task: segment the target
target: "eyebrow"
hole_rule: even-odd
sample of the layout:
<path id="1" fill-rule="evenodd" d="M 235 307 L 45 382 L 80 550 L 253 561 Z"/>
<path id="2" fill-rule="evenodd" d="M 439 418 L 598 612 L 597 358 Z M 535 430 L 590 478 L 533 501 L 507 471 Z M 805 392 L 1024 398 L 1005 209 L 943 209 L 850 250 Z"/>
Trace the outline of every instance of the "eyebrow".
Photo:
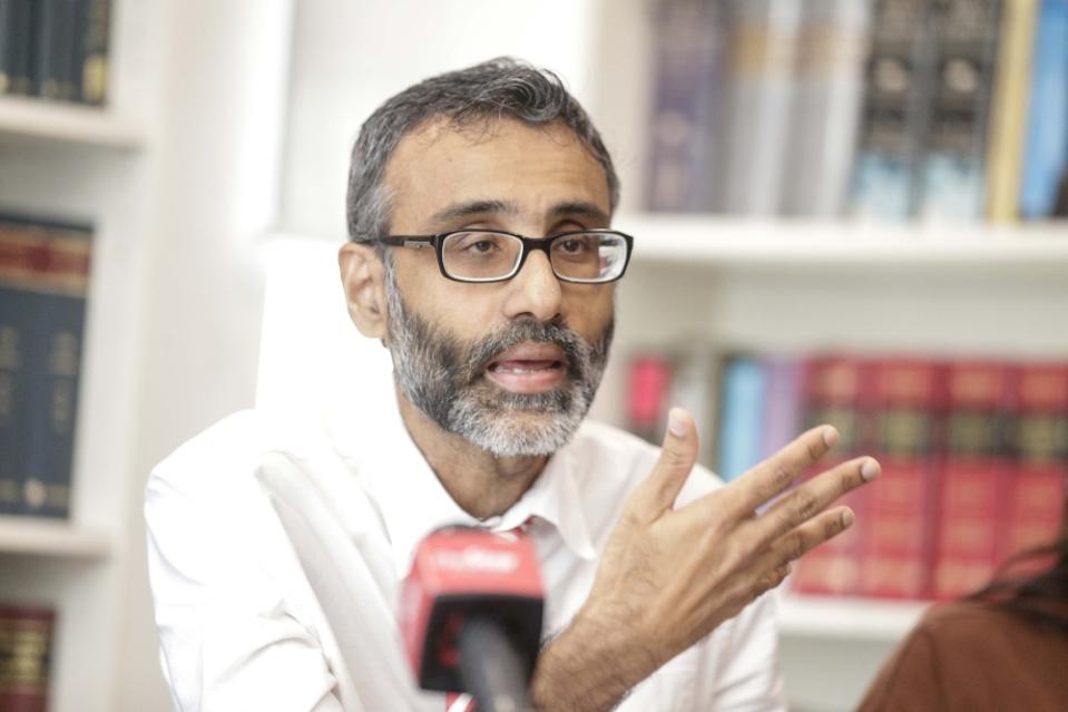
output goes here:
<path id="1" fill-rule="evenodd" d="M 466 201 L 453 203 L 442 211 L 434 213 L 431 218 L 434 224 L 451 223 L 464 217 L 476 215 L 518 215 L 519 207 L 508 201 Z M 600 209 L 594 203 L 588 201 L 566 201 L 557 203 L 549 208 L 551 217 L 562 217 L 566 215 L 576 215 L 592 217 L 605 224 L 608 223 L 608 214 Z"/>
---
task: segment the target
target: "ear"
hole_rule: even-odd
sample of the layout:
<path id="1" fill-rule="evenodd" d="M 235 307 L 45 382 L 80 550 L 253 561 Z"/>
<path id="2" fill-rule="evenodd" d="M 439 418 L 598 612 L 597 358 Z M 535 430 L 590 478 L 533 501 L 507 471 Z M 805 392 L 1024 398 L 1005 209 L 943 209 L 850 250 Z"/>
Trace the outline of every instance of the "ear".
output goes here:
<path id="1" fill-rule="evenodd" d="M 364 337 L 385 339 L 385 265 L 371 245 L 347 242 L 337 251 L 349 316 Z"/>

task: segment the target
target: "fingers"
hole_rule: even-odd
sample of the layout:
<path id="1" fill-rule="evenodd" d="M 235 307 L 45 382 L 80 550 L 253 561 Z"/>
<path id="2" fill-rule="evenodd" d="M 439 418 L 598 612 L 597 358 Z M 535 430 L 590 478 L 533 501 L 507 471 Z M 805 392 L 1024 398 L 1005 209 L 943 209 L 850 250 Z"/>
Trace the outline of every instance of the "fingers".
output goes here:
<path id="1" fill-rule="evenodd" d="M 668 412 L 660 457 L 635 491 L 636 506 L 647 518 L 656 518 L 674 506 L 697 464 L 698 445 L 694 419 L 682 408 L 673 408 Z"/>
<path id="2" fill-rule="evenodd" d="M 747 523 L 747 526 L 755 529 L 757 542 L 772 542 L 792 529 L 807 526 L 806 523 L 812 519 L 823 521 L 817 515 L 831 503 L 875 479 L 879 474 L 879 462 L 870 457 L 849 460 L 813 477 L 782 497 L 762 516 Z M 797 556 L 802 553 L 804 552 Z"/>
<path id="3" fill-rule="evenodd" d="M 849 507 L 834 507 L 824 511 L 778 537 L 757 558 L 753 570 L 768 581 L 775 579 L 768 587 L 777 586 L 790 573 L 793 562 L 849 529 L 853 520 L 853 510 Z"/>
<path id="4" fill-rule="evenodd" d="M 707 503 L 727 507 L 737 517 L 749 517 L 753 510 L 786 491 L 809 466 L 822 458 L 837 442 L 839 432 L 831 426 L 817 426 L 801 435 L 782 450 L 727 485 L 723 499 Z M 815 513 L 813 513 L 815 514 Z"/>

▶ _DIRECTION_
Count the lines in the items above that contain the string "Trace", with case counting, and reply with the number alone.

▶ _WRITTEN RESPONSE_
3